═══ 文本节选
阿里面试 Coding 测试回顾


1. 数组交集求解

求两个无序数组的交集,例如a={1,5,2,4,2}, b={2,7,2,8},结束为{2,2}.
可见,该问题有多种解法,其中线性时间复杂度的解法应该是使用hash table求解。这里没有要求复杂度。我直接使用了python 简单完成。

#!/usr/bin/python 2.7
# @author liuzhiqiang
# @date 2018-01-25
# @email [email protected]

from collections import Counter

# main function
def main():
    '''
    :return: 0
    '''
    nums1 = [1,2,5,3,2,4]
    nums2 = [2,7,8,2]
    dict1 = Counter(nums1)
    dict2 = Counter(nums2)
    set3 = set(nums1) & set(nums2)
    lists = []
    for i in set3:
        min_count = min(dict1[i], dict2[2])
        lists += [i] * min_count
    print lists
    return 0

if __name__ == '__main__':
    main()

2. 字符串中连续最频繁子串求解

求一个字符串中连续出现的次数最多的子串。例如字符串“abababc”,最多连续出现的为ab,连续出现三次。该类题目用到了后缀数组这个数据结构。
══════
**你的任务**.
(1) 根据这篇面试回顾回答:
(a) 作者认为线性时间复杂度的解法应该用什么求解?
(b) 代码从 collections 模块导入了什么?
(c) 第二题中,这类题目用到了哪种数据结构?
(2) 这篇面试回顾的代码中,main 函数里有哪些变量是用等号赋值的?请全部列出。
(3) 从这篇面试回顾的最后一句之后接着写下去,继续讲第二题。
═══ 所给记录
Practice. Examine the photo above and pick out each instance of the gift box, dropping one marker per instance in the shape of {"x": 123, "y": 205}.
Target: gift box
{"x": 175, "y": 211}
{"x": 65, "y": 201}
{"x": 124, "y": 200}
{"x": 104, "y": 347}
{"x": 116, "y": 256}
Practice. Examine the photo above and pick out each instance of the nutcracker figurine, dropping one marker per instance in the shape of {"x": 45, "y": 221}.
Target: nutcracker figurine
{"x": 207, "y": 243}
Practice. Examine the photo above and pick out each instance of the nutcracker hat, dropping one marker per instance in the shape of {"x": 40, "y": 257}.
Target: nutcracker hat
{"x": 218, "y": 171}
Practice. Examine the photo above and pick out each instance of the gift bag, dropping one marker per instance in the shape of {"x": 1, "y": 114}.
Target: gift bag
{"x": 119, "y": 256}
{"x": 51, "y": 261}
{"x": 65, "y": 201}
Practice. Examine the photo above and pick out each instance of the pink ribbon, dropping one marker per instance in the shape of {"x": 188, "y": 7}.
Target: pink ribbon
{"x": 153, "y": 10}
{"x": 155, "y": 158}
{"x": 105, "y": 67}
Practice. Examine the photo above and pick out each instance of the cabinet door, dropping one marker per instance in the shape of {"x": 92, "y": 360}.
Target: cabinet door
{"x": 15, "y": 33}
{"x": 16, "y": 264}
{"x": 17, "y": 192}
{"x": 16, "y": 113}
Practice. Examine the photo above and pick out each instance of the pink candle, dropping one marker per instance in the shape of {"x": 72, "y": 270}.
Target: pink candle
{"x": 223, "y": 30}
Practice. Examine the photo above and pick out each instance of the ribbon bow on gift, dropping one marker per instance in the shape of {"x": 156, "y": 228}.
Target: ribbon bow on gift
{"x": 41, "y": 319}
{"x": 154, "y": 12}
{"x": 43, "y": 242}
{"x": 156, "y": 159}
══════
**参考答案**.
(1)
(a) hash table
(b) Counter
(c) 后缀数组

(2) nums1、nums2、dict1、dict2、set3、lists、min_count

(3)
#!/usr/bin/python 2.7
# @author liuzhiqiang
# @date 2018-01-25
# @email [email protected]
import sys

# To obtain substr and max count
def find_substr(string):
    '''
    :param string:
    :return: max_count, substr
    '''
    max_count = 0  # max count
    substr_len = 0  # the length of sub string
    addr = 0   # the address index of sub string
    length = len(string)

    suffix_arr = [string[i:] for i in range(length)]  # create suffix array

    for i in range(1, (length + 1)/2 + 1):
        j = 0
        while j + i <= length - 1:
            k = j
            temp_count = 1
            while k + i <= length - 1 and suffix_arr[k][:i] == suffix_arr[k + i][:i]:
                temp_count += 1
                k += i
            if temp_count > max_count:
                max_count = temp_count
                substr_len = i
                addr = k
            j += i
    substr = suffix_arr[addr][:substr_len]
    return max_count, substr

# main function
def main():
    '''
    :return: 0
    '''
    # string = 'skykykykykysky'
    string = sys.stdin.readline()
    max_count, substr = find_substr(string)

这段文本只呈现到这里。